=== PROBLEM REQUIREMENTS ===
From the line containing "# Target: pale violet flower" down to the line containing "x=217, y=49" in the records below, reproduce every line exactly, ends included, and omit all others.

=== EXERCISE MATERIALS ===
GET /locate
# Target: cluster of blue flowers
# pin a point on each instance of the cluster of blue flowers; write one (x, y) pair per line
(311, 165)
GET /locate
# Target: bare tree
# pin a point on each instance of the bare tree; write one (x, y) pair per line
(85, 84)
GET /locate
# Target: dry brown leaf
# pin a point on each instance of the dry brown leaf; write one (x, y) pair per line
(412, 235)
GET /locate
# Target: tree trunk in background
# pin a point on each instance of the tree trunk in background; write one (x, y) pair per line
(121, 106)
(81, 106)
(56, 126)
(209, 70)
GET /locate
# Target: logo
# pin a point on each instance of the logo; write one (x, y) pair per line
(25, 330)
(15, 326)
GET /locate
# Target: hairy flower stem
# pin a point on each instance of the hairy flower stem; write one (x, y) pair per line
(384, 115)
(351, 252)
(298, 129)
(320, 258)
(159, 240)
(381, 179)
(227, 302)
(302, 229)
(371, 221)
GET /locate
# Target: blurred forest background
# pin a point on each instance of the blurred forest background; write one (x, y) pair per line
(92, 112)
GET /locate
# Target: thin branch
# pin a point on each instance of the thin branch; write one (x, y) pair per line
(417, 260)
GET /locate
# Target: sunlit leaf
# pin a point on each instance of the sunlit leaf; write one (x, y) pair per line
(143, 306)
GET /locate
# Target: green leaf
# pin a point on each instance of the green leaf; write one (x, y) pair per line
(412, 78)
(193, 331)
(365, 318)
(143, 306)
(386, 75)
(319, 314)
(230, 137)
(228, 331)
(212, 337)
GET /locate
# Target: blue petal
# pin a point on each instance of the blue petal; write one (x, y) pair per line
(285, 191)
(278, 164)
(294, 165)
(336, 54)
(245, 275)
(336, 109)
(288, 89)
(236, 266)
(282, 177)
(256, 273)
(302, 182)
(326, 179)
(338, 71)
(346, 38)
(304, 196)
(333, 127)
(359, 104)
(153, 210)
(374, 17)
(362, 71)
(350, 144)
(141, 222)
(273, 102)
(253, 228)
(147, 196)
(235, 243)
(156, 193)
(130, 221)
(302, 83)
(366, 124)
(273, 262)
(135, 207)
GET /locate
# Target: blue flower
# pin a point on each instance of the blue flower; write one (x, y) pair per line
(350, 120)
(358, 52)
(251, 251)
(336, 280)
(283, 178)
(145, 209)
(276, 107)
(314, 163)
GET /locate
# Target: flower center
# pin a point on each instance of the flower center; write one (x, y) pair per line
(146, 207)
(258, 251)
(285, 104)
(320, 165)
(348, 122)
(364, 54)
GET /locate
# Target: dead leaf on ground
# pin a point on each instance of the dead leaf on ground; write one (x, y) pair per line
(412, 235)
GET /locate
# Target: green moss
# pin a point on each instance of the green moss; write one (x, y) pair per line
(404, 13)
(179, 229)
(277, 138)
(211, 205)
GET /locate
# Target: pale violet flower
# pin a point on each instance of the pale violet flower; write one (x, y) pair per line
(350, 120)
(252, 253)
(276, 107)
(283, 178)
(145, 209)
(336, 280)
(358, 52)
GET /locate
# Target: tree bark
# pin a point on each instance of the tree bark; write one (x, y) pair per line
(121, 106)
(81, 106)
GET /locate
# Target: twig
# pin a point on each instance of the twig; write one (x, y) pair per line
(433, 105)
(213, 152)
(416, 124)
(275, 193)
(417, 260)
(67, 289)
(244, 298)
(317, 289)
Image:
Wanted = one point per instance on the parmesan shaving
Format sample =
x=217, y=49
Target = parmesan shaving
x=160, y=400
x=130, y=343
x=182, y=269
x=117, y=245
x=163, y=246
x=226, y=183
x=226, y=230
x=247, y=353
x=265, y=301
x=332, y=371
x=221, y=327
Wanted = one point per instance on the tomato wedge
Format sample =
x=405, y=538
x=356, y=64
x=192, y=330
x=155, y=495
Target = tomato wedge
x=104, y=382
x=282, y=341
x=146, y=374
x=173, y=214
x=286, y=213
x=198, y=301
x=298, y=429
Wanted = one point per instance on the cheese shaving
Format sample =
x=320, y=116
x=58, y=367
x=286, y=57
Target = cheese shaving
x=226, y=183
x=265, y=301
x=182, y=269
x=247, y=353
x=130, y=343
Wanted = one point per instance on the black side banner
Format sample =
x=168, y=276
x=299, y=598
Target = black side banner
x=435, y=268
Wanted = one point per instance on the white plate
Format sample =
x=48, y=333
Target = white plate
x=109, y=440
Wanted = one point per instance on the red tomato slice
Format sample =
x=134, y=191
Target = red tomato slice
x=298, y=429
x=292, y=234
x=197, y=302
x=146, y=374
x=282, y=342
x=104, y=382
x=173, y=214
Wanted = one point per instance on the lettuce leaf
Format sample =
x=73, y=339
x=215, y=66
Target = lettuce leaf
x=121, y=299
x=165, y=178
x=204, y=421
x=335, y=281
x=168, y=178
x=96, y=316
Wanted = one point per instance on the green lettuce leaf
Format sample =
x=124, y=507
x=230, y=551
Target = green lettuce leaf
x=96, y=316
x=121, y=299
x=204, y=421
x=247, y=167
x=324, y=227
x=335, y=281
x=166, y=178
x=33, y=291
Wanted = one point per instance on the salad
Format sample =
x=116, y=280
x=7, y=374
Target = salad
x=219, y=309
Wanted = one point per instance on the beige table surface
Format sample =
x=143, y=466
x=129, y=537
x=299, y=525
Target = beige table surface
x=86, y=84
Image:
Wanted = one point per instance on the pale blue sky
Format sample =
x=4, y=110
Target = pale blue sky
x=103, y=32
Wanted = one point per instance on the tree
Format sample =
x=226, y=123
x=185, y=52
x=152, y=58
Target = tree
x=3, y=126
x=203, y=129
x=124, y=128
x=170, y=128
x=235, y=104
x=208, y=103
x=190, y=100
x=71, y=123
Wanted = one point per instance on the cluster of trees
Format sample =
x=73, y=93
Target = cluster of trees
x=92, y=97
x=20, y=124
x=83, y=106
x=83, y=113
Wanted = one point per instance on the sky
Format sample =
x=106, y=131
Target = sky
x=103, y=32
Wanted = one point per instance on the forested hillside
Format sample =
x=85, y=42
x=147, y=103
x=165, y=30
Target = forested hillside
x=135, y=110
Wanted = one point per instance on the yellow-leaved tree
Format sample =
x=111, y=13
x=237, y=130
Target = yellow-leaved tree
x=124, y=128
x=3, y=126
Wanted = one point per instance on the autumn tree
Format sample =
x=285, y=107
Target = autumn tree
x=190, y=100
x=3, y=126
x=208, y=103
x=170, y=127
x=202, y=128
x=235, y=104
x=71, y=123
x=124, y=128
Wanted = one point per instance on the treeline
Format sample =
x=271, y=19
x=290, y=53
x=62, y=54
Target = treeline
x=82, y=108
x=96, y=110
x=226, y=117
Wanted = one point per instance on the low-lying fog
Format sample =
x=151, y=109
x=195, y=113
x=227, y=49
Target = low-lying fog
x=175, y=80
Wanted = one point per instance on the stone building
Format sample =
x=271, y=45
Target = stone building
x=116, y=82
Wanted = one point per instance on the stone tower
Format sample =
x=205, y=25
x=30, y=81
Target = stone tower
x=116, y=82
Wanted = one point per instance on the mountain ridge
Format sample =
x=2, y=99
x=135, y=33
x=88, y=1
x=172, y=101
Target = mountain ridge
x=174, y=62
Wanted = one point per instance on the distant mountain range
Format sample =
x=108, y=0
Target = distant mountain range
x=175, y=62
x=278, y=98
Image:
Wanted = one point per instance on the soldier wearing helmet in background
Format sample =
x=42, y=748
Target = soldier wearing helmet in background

...

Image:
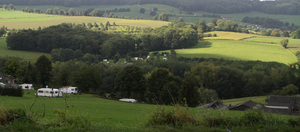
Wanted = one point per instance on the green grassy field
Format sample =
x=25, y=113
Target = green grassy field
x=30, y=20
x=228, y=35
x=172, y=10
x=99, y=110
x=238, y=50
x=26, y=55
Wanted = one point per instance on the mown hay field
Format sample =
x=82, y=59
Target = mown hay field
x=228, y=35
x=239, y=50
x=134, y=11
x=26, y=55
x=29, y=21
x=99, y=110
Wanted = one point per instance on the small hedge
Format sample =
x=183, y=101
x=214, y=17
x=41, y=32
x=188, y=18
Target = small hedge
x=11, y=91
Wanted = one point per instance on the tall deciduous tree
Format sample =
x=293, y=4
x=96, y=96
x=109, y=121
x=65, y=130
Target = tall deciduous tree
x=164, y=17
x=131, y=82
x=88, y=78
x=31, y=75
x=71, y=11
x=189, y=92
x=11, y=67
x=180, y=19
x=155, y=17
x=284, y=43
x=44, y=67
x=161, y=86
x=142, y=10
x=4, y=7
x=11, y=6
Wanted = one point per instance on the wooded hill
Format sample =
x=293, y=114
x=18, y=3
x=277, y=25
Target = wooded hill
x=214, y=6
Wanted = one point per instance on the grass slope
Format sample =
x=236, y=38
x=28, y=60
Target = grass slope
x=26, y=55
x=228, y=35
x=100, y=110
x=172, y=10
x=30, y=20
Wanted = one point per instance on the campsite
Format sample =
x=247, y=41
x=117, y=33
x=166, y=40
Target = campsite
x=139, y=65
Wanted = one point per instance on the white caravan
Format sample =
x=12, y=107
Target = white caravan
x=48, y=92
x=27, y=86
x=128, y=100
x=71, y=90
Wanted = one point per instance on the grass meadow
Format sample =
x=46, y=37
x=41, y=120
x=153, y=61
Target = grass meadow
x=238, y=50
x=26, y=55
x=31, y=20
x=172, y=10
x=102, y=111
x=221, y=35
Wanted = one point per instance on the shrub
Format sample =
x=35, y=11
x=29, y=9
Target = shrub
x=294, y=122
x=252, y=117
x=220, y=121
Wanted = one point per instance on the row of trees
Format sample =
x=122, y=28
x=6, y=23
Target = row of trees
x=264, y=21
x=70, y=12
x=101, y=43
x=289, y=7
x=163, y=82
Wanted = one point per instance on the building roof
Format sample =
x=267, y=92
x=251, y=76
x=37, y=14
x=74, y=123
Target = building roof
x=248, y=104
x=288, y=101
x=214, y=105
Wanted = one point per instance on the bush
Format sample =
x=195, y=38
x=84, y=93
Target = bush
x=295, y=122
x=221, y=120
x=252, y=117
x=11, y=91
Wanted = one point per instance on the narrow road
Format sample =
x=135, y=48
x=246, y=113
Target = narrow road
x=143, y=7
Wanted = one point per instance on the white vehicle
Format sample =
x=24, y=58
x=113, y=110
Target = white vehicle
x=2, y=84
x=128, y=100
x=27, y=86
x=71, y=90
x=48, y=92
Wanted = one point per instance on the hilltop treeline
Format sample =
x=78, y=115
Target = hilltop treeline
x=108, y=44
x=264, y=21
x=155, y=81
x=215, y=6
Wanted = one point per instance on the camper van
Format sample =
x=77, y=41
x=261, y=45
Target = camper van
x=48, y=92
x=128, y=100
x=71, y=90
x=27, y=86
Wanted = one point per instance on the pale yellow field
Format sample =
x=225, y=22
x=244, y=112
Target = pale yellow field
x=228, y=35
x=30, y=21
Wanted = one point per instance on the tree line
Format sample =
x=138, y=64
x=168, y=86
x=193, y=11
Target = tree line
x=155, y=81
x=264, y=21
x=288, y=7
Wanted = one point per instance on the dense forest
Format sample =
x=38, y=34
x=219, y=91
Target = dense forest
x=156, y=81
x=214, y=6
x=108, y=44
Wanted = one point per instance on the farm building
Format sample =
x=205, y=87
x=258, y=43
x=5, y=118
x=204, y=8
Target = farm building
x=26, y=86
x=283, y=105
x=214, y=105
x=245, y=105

=== REPLY TO THE TASK ===
# Target: pale violet flower
# pin a point on each instance of the pale violet flower; write one (x, y) pair per line
(350, 120)
(252, 253)
(276, 107)
(283, 178)
(145, 209)
(336, 280)
(358, 52)
GET /locate
# Target: tree bark
# pin a point on each instance of the tree bark; write one (x, y) pair per line
(121, 106)
(81, 106)
GET /locate
# Target: twig
# pin a point on each instance of the twig; write one (x, y) pair per line
(433, 105)
(213, 152)
(416, 124)
(275, 193)
(417, 260)
(67, 289)
(244, 298)
(317, 289)
Image:
Wanted = one point per instance on the parmesan shaving
Format sample =
x=217, y=49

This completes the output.